» **Text extract**
··········

Barclays Bank PLC is offering $8.386 million of Autocallable Contingent Barrier Return Enhanced Lookback Entry Notes linked to the S&P 500® Index. The Notes are part of the bank’s Global Medium-Term Notes, Series A program and were priced on 27 June 2025 for expected issuance on 2 July 2025.

Key economic terms

  • Initial issue price: $1,000 per Note; minimum $10,000 denominations.
  • Automatic call: If, on the Review Date (27 Aug 2026), the S&P 500 closing level is ≥ the Lookback Underlier Value (lowest close recorded between the Pricing Date and 25 July 2025), investors receive the Call Price of $1,118 (11.80% premium) on 1 Sept 2026 and the Note terminates.
  • Maturity: 1 Sept 2027, unless called early.
  • Upside participation: If not called and the Final Underlier Value exceeds the Lookback Underlier Value, return equals 1.5× the positive Underlier Return.
  • Barrier: 80% of the Lookback Underlier Value. If final value < barrier, principal is reduced 1-for-1 with the index decline, potentially to $0.
  • Estimated value: $981.70 per $1,000 Note (1.8% below issue price).
  • Issuer credit: Unsecured, unsubordinated obligations of Barclays Bank PLC; subject to U.K. Bail-in Power.

Investor considerations

  • No periodic coupons; total return derives solely from call premium or leveraged upside.

··········

Source data:

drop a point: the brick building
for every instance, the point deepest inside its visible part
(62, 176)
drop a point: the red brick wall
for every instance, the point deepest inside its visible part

··········

» **Requests**
a) Decide whether each statement agrees with the Barclays notes summary, answering yes or no and quoting the words from it that settle the point: (i) The Call Price is $1,118 per Note. (ii) The Notes pay periodic coupons. (iii) The barrier is set at 80% of the Lookback Underlier Value.
b) Copy the passage of the Barclays notes summary starting at "Barclays Bank PLC is" and ending at "minimum $10,000 denominations.", keeping every word unchanged.
c) Proceed with the Barclays notes summary, writing new text that follows on from its final sentence.

» **Outputs for the tasks**
a)
(i) Yes: "investors receive the Call Price of $1,118 (11.80% premium)"
(ii) No: "No periodic coupons"
(iii) Yes: "Barrier: 80% of the Lookback Underlier Value."

b)
Barclays Bank PLC is offering $8.386 million of Autocallable Contingent Barrier Return Enhanced Lookback Entry Notes linked to the S&P 500® Index. The Notes are part of the bank’s Global Medium-Term Notes, Series A program and were priced on 27 June 2025 for expected issuance on 2 July 2025.

Key economic terms

  • Initial issue price: $1,000 per Note; minimum $10,000 denominations.

c)
  • Lookback feature lowers the effective entry level, potentially increasing call probability and downside cushion, yet investors remain exposed to full downside below the 80% barrier.
  • Liquidity: No exchange listing; secondary market, if any, will be made solely by Barclays affiliates and may be illiquid and at prices below issue price.
  • Fees & charges: Placement agents (J.P. Morgan) receive up to $15.83 per $1,000; these fees contribute to the gap between estimated and issue price.
  • Risks disclosed: loss of principal, reinvestment risk if called after ~14 months, model-driven estimated value, tax uncertainty (pre-paid forward treatment), potential U.K. regulatory bail-in.

Tax & ERISA: Barclays’ counsel expects the Notes to be treated as prepaid forward contracts; IRS could challenge this view. Section 871(m) withholding is not expected to apply. ERISA fiduciaries must confirm adequate consideration and lack of Barclays discretionary control.

The supplement highlights extensive Selected Risk Considerations, including volatility risk, absence of dividends, calculation-agent discretion, change-in-law acceleration, and conflicts of interest arising from Barclays’ dual roles as issuer, hedger and calculation agent.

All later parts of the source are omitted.